### RECORDS PROVIDED
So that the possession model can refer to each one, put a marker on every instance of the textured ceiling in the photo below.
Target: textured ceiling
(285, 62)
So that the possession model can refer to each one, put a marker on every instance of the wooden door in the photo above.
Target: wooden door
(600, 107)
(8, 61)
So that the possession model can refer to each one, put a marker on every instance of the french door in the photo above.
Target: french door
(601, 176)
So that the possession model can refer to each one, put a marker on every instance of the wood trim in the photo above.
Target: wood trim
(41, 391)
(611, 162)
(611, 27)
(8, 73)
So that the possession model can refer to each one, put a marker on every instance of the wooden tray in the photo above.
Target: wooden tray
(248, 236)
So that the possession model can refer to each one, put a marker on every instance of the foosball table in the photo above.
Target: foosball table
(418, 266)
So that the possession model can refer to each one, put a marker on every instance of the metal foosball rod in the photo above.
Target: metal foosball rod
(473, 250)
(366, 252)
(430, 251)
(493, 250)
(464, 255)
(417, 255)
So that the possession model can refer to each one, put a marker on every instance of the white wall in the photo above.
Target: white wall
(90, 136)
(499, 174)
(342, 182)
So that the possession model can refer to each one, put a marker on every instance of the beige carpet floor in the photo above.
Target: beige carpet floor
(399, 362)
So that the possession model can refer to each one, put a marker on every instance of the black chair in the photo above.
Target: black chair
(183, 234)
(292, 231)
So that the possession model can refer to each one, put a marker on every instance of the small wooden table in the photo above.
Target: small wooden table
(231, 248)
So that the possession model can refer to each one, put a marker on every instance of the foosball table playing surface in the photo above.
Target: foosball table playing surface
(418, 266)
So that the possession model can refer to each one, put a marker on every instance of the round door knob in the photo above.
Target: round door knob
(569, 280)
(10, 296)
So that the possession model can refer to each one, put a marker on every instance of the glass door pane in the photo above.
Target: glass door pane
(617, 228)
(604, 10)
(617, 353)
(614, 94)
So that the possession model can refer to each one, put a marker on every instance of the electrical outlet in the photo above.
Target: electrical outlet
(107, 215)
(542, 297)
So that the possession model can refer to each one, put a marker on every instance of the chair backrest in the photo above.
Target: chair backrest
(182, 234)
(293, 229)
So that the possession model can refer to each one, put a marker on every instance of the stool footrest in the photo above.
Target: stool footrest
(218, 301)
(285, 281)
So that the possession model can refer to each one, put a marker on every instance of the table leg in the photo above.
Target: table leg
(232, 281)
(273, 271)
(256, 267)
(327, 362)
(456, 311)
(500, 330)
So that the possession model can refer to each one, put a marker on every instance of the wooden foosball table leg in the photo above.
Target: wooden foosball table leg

### THE PROBLEM
In the records above, find the line containing "backrest in the photo above."; please retype it and every line after it through the last line, exactly and with nothing else.

### SOLUTION FOR THIS EXERCISE
So that the possession model can refer to each one, put a marker on every instance of the chair backrest in the photo above.
Target: chair backrest
(182, 234)
(293, 229)
So that the possession model can refer to each one, put a marker on every instance of the stool footrest in the photo above.
Target: stool footrest
(218, 301)
(285, 281)
So that the possession model can refer to each one, put a marker on every instance of the table leg in the photo above.
Target: table leg
(232, 281)
(273, 271)
(256, 267)
(327, 362)
(456, 311)
(500, 330)
So that the possession model can refer to each one, put a marker on every instance of the wooden foosball table leg in the photo above.
Target: wooden foosball table leg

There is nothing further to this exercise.